(TEKS HALAMAN):
Curhat Pengusaha RHU yang Delapan Bulan Didera Dampak Pandemi Covid-19

Jika anda butuh jasa pembuatan blog silahkan hubungi www.oblo.co.id

Curhat Pengusaha RHU yang Delapan Bulan Didera Dampak Pandemi Covid-19


Rumah hiburan umum (RHU) menjadi primadona karena mengalirkan pundi-pundi pajak bagi pembangunan Kota Pahlawan. Namun, semua berubah saat virus korona merebak. Kini pengusaha RHU paling babak belur dihantam dampak pandemi.

UMAR WIRAHADI, Jawa Pos

”Ibaratnya, kami sudah delapan bulan tidak makan dan tidak minum. Tapi bagaimanapun, kami harus bisa bertahan,” kata Santoso Setyadji saat ditemui Jawa Pos di sebuah mal di Surabaya Barat pekan lalu.

(DATA YANG DIBERIKAN):
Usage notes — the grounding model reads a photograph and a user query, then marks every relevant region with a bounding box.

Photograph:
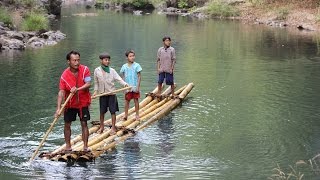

(PEKERJAAN YANG DIMINTA):
A. Tuliskan kembali seluruh isi teks halaman dari "Jika anda butuh" sampai "Barat pekan lalu.", lalu ganti "Surabaya Barat" dengan "Surabaya Timur".
B. Tentukan apakah setiap pernyataan berikut sesuai dengan teks halaman. Jawab ya atau tidak, lalu kutip kata-kata teks yang menjadi penentunya. (i) Santoso Setyadji ditemui di sebuah mal di Surabaya Barat. (ii) Pengusaha RHU sudah enam bulan terdampak pandemi. (iii) RHU mengalirkan pajak bagi pembangunan Kota Pahlawan.
Daftar tersebut merupakan bahan yang terpisah dari teks halaman.

(JAWABAN BERNOMOR):
A.
Jika anda butuh jasa pembuatan blog silahkan hubungi www.oblo.co.id

Curhat Pengusaha RHU yang Delapan Bulan Didera Dampak Pandemi Covid-19


Rumah hiburan umum (RHU) menjadi primadona karena mengalirkan pundi-pundi pajak bagi pembangunan Kota Pahlawan. Namun, semua berubah saat virus korona merebak. Kini pengusaha RHU paling babak belur dihantam dampak pandemi.

UMAR WIRAHADI, Jawa Pos

”Ibaratnya, kami sudah delapan bulan tidak makan dan tidak minum. Tapi bagaimanapun, kami harus bisa bertahan,” kata Santoso Setyadji saat ditemui Jawa Pos di sebuah mal di Surabaya Timur pekan lalu.

B.
(i) Ya: "saat ditemui Jawa Pos di sebuah mal di Surabaya Barat pekan lalu"
(ii) Tidak: "kami sudah delapan bulan tidak makan dan tidak minum"
(iii) Ya: "mengalirkan pundi-pundi pajak bagi pembangunan Kota Pahlawan"